» EXERCISE AIM: Retype, exactly as they appear below, the lines between the line holding "Question. Provide the position of each instance of the hat band" and the line holding "Question. Provide the position of each instance of the green", both ends included.

━━━━━━━━━━━━━━━━━━━━━━━━━━━━━━

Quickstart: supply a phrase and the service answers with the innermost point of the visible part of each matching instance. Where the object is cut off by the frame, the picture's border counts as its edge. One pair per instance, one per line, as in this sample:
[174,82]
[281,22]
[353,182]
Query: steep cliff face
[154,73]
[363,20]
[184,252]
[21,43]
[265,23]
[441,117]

━━━━━━━━━━━━━━━━━━━━━━━━━━━━━━

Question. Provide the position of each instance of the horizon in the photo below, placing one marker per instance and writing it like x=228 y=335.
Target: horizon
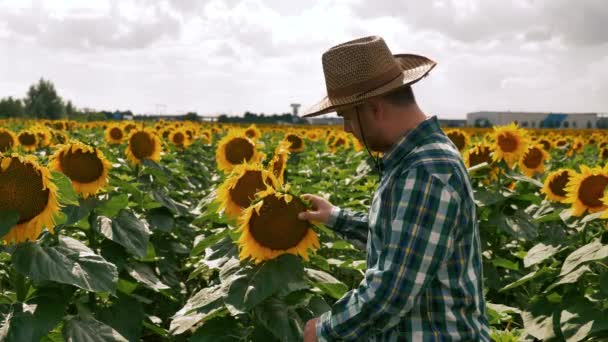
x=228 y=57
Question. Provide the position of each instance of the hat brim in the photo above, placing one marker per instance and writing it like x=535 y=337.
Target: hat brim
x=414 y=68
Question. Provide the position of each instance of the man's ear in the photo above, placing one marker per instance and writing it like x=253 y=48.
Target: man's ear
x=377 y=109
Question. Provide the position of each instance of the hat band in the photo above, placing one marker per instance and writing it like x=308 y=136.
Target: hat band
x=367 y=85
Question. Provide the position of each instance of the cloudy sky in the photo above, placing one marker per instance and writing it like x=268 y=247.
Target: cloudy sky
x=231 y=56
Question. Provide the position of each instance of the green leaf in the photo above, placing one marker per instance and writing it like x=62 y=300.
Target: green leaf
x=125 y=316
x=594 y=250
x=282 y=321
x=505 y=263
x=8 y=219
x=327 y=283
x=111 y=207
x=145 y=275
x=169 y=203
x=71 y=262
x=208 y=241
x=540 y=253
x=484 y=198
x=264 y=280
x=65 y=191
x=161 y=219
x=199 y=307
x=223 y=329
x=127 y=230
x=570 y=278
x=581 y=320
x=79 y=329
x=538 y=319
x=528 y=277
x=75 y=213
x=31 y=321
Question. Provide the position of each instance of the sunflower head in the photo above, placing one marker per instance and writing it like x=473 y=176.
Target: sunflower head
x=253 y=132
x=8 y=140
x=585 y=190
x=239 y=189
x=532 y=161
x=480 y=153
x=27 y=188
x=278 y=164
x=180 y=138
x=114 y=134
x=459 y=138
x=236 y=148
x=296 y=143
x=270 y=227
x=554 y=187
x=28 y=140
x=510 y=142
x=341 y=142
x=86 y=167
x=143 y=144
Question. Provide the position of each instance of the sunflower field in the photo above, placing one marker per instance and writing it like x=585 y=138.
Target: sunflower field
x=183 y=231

━━━━━━━━━━━━━━━━━━━━━━━━━━━━━━

» RESPONSE:
Question. Provide the position of each instance of the hat band in the photo above, placing one marker per instance and writing it like x=308 y=136.
Target: hat band
x=367 y=85
Question. Provide the position of each instance of the cloudy sky in the photo above, placing one marker per instance and writing it like x=268 y=247.
Target: cloudy sky
x=231 y=56
Question. Provide the position of each instance of the green leaf in the photo above, placing one marker per instance and writing it like x=62 y=300.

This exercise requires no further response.